» **Alıştırma Yönergesi**
Lütfen Kizzuwatna tarihiyle ilgili metinde "Kizzuwatna tarihi şuradan" ile başlayıp "pekala yazmasını biliyorlardı." ile biten bölümü harfi harfine yeniden yazın.

Kizzuwatna tarihi şuradan buradan elde edilen darmadağın bilgilerle, alelacele yamanmış bir bohçaya benzer. Bu bilgiler de, komşu ve çağdaş devlet veya kültür merkezlerinin yazılı kaynaklarından, yani Kültepe‟de ele geçen (Kayseri) Eski Asurca belgeler, Hititlerin başkenti Boğazköy – Hattuşa‟daki Hititçe, Hurrice ve Luvice belgelerden, Asur , Babil, Ugarit ve Mısır menşeli kaynaklardan, arkeolojik buluntular ve nihayet tarihi coğrafya açısından coğrafi ve jeolojik gözlemlerden elde edilmiştir. Ama bu bölgenin insanları en geç daha MÖ. 2000 yıllarında Mezopotamya'da icat edilen çivi yazısını tanıyorlardı ve o yazıyla gerek kendi dillerinde, gerekse o zamanların büyük devletlerinin diplomasi ve kültür dillerinde pekala yazmasını biliyorlardı.

» **Veri Kümesi Satırları**
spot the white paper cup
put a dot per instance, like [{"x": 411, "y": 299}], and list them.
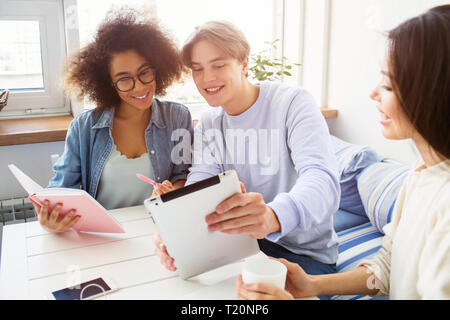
[{"x": 264, "y": 270}]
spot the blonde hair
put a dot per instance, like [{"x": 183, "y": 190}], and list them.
[{"x": 222, "y": 34}]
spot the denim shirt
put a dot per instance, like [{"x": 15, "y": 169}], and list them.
[{"x": 89, "y": 143}]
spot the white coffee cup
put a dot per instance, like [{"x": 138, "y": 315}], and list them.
[{"x": 264, "y": 270}]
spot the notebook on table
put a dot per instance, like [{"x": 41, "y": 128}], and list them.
[{"x": 94, "y": 217}]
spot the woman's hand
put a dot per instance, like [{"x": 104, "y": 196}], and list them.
[
  {"x": 51, "y": 221},
  {"x": 161, "y": 251},
  {"x": 298, "y": 284}
]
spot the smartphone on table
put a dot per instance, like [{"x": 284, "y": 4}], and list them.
[{"x": 87, "y": 290}]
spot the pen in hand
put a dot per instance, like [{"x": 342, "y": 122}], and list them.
[{"x": 146, "y": 179}]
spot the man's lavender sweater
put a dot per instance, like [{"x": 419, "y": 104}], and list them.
[{"x": 280, "y": 147}]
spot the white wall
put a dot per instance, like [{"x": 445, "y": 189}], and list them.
[
  {"x": 357, "y": 47},
  {"x": 33, "y": 159}
]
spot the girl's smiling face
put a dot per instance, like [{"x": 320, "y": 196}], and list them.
[
  {"x": 395, "y": 124},
  {"x": 128, "y": 65}
]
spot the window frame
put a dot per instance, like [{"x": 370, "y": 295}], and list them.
[{"x": 51, "y": 100}]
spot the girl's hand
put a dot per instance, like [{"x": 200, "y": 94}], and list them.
[
  {"x": 161, "y": 250},
  {"x": 162, "y": 188},
  {"x": 298, "y": 284}
]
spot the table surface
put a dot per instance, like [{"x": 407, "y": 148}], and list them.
[{"x": 35, "y": 263}]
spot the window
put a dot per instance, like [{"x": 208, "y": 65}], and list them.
[
  {"x": 32, "y": 53},
  {"x": 260, "y": 20}
]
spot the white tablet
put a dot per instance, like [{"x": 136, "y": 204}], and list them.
[{"x": 180, "y": 219}]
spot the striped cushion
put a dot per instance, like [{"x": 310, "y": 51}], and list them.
[
  {"x": 355, "y": 244},
  {"x": 378, "y": 186},
  {"x": 351, "y": 160}
]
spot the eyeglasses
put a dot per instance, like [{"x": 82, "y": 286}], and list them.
[{"x": 127, "y": 84}]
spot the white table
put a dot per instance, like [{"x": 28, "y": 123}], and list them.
[{"x": 35, "y": 263}]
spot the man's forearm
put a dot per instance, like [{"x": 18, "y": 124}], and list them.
[{"x": 358, "y": 281}]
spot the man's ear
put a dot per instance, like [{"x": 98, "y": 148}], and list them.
[{"x": 245, "y": 66}]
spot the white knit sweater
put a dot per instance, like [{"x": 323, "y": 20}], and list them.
[{"x": 414, "y": 262}]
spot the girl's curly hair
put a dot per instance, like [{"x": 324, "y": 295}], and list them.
[{"x": 87, "y": 72}]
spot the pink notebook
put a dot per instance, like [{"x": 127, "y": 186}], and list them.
[{"x": 94, "y": 217}]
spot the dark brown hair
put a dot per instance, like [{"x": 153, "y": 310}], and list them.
[
  {"x": 418, "y": 58},
  {"x": 87, "y": 72}
]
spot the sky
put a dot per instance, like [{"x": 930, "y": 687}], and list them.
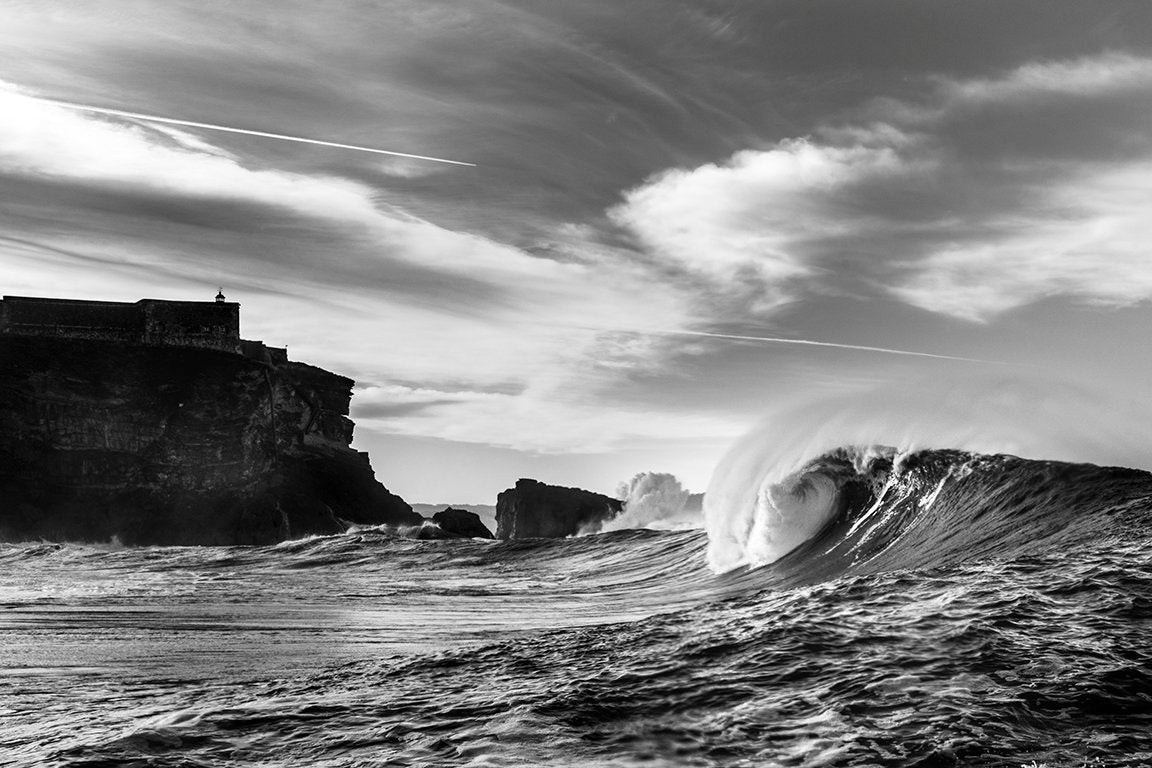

» **Doğru Cevap**
Kizzuwatna tarihi şuradan buradan elde edilen darmadağın bilgilerle, alelacele yamanmış bir bohçaya benzer. Bu bilgiler de, komşu ve çağdaş devlet veya kültür merkezlerinin yazılı kaynaklarından, yani Kültepe‟de ele geçen (Kayseri) Eski Asurca belgeler, Hititlerin başkenti Boğazköy – Hattuşa‟daki Hititçe, Hurrice ve Luvice belgelerden, Asur , Babil, Ugarit ve Mısır menşeli kaynaklardan, arkeolojik buluntular ve nihayet tarihi coğrafya açısından coğrafi ve jeolojik gözlemlerden elde edilmiştir. Ama bu bölgenin insanları en geç daha MÖ. 2000 yıllarında Mezopotamya'da icat edilen çivi yazısını tanıyorlardı ve o yazıyla gerek kendi dillerinde, gerekse o zamanların büyük devletlerinin diplomasi ve kültür dillerinde pekala yazmasını biliyorlardı.